# What is expected
In everything from the line containing "Target: carpet floor" down to the line containing "(0, 209), (640, 367)", change "carpet floor" to "tiled floor" and reproduce those lines with nothing else altered.

** Begin Data for processing **

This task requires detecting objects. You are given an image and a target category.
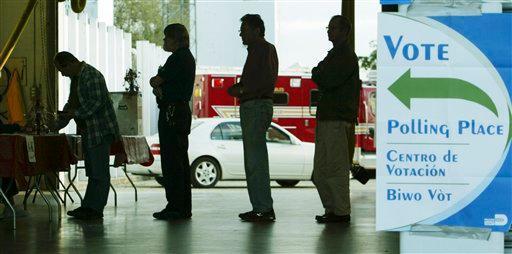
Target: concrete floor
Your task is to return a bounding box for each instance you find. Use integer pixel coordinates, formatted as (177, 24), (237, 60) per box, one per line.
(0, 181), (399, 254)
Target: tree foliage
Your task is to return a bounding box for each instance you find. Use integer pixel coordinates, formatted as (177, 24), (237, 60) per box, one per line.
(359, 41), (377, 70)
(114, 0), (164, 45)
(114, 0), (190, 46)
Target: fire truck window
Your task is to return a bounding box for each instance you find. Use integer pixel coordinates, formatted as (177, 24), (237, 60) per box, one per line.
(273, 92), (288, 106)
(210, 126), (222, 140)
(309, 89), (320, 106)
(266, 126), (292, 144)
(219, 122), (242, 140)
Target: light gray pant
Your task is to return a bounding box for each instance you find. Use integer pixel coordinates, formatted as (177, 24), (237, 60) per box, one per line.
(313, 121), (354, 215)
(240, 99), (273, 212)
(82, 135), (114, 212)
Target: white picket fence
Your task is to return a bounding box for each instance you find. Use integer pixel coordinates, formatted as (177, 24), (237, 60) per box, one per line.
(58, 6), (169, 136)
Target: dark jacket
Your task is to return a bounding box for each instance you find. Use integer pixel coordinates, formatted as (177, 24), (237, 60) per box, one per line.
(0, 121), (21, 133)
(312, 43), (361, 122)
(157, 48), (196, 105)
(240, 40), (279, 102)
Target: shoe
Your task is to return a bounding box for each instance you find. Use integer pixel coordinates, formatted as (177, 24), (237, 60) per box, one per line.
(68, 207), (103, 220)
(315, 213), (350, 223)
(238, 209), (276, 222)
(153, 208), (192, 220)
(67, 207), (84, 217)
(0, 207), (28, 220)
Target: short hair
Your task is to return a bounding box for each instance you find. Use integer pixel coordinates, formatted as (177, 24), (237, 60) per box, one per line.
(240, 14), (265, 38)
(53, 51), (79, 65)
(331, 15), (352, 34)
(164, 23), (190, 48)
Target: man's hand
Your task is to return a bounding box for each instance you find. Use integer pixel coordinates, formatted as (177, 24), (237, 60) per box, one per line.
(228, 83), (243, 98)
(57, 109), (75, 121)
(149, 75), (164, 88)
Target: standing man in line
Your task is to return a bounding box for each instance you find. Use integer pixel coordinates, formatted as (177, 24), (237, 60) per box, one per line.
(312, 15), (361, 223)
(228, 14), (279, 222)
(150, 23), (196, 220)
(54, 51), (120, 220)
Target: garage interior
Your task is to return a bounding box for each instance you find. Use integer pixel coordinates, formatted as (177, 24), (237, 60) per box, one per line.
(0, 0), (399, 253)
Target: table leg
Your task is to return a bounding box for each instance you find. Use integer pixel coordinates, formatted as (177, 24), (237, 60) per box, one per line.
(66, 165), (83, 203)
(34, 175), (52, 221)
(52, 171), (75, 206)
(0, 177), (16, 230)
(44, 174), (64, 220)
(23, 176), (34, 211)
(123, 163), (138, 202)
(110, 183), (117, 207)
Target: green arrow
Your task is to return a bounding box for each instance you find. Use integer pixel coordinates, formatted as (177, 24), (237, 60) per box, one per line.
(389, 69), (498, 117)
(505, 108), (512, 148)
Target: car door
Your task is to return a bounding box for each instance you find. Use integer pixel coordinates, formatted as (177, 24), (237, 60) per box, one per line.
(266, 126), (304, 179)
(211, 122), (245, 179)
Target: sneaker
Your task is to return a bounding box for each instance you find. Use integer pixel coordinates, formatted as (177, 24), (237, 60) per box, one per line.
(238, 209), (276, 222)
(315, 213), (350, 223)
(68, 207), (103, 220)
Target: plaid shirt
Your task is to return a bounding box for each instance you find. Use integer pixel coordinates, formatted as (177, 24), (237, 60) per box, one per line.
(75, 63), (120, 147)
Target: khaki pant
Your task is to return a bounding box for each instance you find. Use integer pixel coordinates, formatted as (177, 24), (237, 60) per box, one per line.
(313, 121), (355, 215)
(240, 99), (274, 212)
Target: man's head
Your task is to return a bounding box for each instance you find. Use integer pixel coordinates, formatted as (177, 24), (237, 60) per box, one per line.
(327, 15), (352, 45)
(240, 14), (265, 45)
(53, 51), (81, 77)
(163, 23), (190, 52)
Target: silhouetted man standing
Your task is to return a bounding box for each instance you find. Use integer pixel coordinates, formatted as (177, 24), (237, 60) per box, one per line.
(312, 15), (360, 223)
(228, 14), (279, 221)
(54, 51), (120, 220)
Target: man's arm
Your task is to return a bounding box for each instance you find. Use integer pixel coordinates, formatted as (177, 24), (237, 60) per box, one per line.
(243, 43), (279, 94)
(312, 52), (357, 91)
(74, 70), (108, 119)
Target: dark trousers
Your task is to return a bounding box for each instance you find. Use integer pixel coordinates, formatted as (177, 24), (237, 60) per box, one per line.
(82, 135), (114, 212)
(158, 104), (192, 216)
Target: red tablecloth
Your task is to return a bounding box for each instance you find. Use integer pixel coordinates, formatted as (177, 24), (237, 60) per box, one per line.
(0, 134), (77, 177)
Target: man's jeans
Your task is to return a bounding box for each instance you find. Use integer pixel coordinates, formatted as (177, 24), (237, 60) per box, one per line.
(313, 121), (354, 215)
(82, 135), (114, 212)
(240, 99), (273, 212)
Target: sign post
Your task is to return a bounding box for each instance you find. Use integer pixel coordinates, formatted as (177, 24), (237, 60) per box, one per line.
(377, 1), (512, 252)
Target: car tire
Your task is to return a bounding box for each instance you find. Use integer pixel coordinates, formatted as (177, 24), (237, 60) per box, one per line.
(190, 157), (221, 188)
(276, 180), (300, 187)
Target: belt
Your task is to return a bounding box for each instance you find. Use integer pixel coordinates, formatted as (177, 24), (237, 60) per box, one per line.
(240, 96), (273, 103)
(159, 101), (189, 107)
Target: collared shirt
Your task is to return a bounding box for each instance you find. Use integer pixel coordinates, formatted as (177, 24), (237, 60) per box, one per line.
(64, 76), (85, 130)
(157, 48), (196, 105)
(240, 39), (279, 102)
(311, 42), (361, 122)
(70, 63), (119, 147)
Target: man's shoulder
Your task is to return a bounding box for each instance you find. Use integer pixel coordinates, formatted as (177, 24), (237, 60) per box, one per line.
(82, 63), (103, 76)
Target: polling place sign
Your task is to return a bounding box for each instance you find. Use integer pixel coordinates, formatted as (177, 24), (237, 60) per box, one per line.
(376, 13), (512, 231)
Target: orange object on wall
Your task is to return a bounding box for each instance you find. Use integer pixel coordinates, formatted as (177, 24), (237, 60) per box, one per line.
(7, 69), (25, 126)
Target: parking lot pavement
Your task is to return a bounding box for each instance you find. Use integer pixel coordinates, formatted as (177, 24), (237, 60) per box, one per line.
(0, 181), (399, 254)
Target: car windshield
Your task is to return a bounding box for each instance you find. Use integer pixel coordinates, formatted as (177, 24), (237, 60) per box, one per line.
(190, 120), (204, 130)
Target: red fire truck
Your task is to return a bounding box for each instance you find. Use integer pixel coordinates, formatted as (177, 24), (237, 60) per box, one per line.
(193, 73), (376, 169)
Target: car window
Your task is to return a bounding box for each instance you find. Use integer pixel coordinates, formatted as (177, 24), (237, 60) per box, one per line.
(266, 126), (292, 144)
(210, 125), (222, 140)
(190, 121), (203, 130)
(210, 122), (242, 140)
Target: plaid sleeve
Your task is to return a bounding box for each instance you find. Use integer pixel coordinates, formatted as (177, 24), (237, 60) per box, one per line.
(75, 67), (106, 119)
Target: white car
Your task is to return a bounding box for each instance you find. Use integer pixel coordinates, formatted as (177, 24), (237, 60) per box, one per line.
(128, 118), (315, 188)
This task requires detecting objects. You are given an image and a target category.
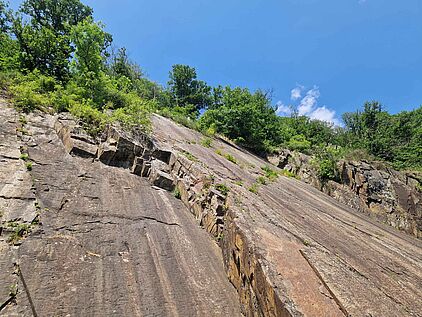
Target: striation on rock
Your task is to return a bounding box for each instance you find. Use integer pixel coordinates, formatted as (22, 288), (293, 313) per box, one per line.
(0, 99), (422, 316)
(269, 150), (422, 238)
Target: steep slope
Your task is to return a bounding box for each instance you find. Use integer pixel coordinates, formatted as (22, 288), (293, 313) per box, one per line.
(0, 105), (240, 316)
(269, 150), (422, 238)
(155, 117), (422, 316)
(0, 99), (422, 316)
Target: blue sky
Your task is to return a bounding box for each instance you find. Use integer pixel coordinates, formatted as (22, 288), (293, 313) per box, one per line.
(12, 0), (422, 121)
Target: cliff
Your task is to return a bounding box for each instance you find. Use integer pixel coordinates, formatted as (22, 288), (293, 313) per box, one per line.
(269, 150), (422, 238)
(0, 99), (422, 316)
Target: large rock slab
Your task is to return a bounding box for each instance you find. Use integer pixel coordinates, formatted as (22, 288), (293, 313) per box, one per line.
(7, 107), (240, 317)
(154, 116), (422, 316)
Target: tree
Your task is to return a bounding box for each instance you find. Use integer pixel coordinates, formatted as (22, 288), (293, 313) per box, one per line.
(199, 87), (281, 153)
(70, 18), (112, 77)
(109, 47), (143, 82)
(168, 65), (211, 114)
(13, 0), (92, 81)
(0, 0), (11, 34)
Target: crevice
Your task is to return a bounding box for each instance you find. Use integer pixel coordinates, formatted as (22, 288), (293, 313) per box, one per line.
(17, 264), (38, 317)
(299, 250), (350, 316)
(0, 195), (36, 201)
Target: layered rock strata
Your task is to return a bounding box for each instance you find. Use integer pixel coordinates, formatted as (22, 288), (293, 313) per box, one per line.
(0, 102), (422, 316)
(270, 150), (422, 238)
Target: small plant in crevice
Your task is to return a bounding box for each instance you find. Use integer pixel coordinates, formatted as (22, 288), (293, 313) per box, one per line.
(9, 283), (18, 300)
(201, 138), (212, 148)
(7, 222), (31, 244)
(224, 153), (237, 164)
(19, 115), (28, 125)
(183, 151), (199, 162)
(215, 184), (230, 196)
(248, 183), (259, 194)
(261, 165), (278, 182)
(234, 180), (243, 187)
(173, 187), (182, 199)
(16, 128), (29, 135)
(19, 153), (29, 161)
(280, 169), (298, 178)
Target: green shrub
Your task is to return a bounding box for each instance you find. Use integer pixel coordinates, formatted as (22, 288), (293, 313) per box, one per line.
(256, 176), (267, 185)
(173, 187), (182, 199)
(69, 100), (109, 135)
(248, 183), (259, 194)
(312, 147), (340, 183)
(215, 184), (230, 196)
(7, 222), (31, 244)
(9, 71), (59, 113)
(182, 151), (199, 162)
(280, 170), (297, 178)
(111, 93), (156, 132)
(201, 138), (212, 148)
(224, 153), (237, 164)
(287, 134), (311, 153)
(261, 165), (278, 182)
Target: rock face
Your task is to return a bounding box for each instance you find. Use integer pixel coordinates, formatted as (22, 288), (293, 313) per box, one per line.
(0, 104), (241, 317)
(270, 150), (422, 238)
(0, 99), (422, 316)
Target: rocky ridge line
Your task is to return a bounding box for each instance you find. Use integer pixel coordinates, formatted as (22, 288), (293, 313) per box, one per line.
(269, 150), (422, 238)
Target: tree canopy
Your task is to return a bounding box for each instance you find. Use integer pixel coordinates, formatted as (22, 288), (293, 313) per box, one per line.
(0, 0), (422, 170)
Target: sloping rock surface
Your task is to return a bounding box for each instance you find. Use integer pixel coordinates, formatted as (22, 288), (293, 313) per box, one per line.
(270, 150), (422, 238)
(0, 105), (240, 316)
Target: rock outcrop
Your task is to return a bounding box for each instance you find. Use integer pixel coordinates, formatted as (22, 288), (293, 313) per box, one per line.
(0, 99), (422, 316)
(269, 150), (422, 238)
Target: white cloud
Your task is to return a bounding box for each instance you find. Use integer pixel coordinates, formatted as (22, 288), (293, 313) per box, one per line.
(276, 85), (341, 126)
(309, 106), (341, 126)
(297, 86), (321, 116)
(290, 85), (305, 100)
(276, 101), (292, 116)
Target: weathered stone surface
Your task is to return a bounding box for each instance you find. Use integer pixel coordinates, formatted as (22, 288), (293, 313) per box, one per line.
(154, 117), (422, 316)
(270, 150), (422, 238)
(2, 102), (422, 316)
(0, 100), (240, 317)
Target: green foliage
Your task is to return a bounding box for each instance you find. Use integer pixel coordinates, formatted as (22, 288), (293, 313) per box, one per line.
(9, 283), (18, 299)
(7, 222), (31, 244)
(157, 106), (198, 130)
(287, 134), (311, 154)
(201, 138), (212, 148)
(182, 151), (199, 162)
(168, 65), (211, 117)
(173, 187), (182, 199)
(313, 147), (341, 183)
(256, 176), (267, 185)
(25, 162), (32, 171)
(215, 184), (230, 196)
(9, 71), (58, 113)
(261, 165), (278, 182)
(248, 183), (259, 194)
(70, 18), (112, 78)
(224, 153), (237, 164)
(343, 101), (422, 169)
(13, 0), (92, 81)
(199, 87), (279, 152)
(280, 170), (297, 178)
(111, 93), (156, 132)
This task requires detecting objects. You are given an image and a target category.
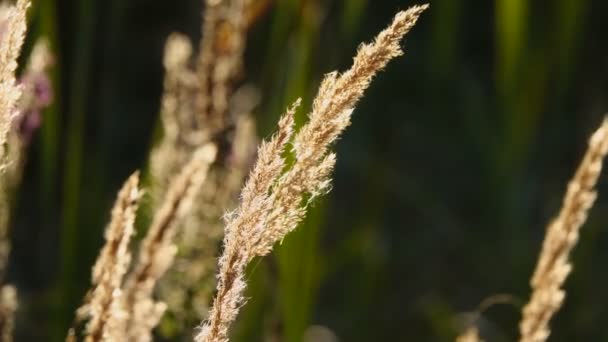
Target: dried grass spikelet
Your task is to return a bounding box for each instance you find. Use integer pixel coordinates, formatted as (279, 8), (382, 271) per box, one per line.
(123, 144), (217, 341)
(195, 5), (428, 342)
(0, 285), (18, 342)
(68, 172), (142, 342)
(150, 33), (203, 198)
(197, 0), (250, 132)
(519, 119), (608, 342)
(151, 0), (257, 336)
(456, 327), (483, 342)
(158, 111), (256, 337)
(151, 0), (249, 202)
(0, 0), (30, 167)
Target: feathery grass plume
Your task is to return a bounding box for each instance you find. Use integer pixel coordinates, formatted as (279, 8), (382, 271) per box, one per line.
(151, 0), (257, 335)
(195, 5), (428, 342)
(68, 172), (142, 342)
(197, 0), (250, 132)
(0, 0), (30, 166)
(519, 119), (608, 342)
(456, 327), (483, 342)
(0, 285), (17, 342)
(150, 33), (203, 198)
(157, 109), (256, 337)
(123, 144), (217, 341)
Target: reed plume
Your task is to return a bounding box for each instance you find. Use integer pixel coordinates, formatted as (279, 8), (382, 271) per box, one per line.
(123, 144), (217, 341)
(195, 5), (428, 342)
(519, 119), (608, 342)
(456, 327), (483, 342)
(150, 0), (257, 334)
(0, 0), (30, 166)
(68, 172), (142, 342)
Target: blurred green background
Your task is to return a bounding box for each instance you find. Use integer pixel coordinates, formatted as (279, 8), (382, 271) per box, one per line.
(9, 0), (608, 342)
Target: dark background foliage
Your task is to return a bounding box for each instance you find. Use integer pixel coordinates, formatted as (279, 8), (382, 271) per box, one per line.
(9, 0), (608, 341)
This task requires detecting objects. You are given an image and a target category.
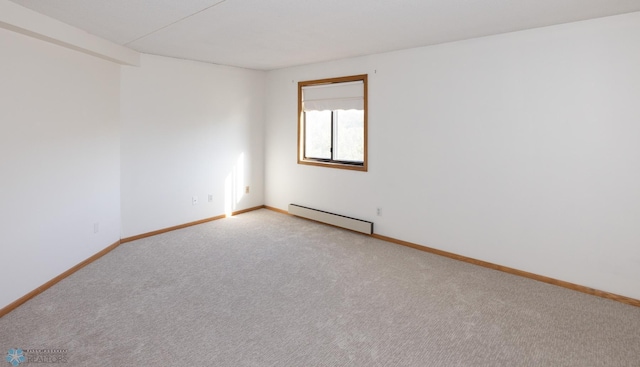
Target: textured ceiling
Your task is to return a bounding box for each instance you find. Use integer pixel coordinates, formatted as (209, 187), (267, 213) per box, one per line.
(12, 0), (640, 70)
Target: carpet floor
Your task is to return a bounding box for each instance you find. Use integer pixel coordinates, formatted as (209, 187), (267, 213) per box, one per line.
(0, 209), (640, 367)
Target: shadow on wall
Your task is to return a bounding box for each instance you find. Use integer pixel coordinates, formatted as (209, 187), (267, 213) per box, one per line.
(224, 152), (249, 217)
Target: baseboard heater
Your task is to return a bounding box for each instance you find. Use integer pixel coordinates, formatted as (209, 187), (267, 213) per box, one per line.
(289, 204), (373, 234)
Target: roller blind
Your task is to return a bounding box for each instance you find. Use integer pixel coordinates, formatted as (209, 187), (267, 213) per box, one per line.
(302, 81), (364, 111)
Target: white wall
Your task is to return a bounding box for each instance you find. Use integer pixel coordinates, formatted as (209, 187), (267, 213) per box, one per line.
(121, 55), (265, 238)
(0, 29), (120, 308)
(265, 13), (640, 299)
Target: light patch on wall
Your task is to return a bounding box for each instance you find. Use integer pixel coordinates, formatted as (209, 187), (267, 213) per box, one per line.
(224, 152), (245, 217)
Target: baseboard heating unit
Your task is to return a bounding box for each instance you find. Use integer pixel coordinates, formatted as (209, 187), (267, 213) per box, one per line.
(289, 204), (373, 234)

** End Data for processing **

# Exercise response
Target: tiled floor
Your task is to return a bounding box for each instance you find. Use integer pixel coordinates, formatted as (209, 187), (267, 213) per box, one per line.
(0, 209), (640, 367)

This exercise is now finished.